- _WHAT IS EXPECTED_: Which lines in the entries below contain the string "wire"? Show each of them in full.

____ RECORDS SHOWN

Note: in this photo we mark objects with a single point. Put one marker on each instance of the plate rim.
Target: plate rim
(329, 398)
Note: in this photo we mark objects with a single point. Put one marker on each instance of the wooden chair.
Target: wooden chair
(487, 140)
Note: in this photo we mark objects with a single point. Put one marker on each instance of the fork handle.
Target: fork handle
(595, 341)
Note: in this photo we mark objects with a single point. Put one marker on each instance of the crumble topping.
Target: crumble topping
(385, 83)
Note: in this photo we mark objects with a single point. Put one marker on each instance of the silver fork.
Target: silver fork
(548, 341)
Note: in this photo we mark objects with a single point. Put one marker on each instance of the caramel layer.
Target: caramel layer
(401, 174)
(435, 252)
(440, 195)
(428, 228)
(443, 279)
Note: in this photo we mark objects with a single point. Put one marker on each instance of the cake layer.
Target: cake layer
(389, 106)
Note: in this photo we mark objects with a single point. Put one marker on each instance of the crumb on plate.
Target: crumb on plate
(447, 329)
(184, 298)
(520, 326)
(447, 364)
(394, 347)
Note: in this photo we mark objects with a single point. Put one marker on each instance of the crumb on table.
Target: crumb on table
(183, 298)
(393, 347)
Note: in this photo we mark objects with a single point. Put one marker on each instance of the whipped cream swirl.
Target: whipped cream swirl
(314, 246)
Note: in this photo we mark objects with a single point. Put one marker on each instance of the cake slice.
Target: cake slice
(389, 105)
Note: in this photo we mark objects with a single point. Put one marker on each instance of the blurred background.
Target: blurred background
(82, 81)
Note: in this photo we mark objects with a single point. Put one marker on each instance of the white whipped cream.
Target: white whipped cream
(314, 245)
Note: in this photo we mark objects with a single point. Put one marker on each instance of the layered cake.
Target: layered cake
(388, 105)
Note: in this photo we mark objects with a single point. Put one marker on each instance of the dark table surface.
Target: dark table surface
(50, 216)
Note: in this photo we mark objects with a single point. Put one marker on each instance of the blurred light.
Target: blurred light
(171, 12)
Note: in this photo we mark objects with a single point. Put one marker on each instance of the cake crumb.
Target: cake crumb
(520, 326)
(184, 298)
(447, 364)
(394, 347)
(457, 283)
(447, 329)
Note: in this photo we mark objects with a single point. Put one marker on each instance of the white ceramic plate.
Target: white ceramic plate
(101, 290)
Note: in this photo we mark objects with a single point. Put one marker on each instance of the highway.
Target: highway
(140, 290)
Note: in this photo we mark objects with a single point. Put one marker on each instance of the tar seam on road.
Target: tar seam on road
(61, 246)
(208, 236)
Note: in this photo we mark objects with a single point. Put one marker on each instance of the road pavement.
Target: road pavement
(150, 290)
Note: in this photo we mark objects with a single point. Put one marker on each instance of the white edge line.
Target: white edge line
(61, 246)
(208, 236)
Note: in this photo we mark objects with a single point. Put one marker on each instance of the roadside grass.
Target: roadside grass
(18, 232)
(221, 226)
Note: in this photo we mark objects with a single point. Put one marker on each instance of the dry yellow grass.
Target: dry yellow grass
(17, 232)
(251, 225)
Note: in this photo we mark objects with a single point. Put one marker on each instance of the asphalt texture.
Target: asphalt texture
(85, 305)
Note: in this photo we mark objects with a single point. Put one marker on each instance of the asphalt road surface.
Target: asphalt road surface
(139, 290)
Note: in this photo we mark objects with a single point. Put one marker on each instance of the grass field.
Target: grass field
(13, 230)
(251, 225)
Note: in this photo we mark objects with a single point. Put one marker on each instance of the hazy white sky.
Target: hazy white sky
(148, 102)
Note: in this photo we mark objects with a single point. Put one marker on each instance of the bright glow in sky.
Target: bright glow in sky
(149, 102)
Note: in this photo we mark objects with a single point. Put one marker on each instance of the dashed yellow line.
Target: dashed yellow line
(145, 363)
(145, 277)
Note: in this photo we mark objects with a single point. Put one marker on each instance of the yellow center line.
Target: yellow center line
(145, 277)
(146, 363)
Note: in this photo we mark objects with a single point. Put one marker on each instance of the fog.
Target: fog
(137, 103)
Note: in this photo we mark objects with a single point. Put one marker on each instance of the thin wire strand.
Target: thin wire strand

________

- _RESULT_:
Note: in this photo we mark objects with a single point. Put one marker on each instance of the thin wire strand.
Target: thin wire strand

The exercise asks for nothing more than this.